*** DATASET ENTRIES ***

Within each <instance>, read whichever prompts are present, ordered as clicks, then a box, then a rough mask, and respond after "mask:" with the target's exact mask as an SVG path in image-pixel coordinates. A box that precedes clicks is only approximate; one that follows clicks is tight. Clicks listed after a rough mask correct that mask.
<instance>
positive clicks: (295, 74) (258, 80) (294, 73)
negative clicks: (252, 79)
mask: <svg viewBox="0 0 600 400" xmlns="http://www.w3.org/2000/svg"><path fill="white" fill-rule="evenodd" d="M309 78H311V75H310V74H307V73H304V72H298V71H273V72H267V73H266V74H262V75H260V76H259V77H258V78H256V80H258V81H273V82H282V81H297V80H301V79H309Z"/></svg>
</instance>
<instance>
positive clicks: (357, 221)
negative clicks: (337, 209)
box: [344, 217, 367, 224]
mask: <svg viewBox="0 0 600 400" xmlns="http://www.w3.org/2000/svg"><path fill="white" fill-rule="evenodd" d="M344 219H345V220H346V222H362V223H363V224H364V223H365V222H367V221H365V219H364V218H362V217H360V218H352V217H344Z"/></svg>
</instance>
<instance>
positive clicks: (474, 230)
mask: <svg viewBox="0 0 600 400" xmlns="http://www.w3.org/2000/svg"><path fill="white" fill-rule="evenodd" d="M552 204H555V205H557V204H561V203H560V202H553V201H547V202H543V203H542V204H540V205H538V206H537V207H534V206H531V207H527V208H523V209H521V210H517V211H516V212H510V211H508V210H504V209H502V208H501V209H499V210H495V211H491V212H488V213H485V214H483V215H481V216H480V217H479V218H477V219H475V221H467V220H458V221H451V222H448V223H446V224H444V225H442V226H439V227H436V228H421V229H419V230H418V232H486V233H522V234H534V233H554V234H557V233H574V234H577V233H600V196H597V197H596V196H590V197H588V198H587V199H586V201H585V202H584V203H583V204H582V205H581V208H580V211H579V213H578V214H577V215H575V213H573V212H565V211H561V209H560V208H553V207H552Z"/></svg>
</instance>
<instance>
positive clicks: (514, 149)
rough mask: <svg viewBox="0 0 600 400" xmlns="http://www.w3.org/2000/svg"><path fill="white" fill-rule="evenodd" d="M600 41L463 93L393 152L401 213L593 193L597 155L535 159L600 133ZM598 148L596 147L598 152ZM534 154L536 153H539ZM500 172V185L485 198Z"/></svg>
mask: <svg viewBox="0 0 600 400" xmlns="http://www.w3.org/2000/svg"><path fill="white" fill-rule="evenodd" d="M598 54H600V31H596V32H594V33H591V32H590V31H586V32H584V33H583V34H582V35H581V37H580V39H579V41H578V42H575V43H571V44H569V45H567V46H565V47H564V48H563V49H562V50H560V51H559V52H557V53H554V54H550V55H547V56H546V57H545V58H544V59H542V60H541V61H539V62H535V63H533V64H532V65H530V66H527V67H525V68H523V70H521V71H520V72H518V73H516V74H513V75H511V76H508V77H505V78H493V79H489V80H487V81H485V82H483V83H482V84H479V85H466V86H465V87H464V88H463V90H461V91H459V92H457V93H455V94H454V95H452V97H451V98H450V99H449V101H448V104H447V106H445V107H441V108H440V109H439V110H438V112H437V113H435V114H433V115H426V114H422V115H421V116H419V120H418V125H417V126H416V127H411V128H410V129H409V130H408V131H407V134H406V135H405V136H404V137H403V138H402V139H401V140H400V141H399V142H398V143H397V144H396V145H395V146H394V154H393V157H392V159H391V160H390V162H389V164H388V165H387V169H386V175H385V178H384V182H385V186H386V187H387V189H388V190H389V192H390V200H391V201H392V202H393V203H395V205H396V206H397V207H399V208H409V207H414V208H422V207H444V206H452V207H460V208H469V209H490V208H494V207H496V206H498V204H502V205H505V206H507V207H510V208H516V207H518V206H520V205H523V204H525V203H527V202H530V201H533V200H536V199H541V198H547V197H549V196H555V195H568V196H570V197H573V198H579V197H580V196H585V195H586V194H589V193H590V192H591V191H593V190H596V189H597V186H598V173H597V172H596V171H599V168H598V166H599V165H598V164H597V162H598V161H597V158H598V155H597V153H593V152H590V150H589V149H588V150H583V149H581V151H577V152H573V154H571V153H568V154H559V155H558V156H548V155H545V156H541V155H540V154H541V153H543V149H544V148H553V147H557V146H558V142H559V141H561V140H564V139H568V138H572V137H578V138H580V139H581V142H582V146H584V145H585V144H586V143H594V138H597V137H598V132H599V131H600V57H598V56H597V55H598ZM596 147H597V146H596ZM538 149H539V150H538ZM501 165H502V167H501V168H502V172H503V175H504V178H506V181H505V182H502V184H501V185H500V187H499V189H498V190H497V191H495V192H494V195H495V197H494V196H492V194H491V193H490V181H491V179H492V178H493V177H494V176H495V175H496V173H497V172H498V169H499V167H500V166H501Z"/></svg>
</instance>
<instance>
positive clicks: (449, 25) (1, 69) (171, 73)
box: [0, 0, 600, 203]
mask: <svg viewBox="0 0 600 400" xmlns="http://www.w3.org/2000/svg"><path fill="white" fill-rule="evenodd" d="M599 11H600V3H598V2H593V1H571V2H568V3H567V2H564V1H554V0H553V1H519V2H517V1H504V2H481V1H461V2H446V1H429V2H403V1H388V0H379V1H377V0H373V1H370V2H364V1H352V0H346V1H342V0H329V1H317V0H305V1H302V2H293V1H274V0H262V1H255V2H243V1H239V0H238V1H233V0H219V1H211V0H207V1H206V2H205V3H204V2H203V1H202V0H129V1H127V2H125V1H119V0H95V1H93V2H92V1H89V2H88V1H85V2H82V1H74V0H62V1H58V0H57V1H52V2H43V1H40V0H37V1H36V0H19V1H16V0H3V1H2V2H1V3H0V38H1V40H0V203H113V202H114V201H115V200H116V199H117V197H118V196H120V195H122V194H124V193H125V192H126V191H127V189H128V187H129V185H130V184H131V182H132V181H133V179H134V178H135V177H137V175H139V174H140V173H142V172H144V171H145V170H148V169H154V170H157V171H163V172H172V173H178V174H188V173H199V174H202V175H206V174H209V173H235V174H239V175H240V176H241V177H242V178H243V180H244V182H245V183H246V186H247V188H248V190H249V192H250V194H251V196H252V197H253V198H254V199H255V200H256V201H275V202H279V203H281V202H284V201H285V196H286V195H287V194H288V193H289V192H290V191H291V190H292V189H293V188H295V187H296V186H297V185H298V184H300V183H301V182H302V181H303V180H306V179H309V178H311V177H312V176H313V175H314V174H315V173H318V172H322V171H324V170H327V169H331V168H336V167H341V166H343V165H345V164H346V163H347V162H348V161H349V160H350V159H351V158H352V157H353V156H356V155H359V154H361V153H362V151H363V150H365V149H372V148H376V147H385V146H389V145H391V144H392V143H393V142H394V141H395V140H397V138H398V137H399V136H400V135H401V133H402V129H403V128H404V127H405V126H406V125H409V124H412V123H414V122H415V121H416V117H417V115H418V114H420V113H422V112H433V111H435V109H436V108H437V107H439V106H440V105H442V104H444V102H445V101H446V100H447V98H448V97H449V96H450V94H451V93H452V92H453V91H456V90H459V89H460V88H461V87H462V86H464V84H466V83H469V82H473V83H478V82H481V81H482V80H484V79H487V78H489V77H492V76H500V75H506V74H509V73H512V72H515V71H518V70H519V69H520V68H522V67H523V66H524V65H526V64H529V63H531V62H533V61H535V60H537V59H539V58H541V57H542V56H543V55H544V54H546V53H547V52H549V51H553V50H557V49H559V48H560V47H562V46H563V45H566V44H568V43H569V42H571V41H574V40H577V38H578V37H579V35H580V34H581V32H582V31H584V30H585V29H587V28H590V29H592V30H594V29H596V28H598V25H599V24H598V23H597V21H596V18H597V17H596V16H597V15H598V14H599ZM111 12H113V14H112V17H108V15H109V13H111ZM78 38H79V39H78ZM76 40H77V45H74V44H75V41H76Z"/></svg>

*** End of DATASET ENTRIES ***

INSTRUCTIONS TO FOLLOW:
Only one stretch is wanted, so please give again exactly the lines from the start of the data through the line containing "positive clicks: (295, 74)", both ends included.

EXPECTED ANSWER:
Within each <instance>, read whichever prompts are present, ordered as clicks, then a box, then a rough mask, and respond after "mask:" with the target's exact mask as an SVG path in image-pixel coordinates. A box that precedes clicks is only approximate; one that follows clicks is tight. Clicks listed after a rough mask correct that mask.
<instance>
positive clicks: (295, 74) (258, 80) (294, 73)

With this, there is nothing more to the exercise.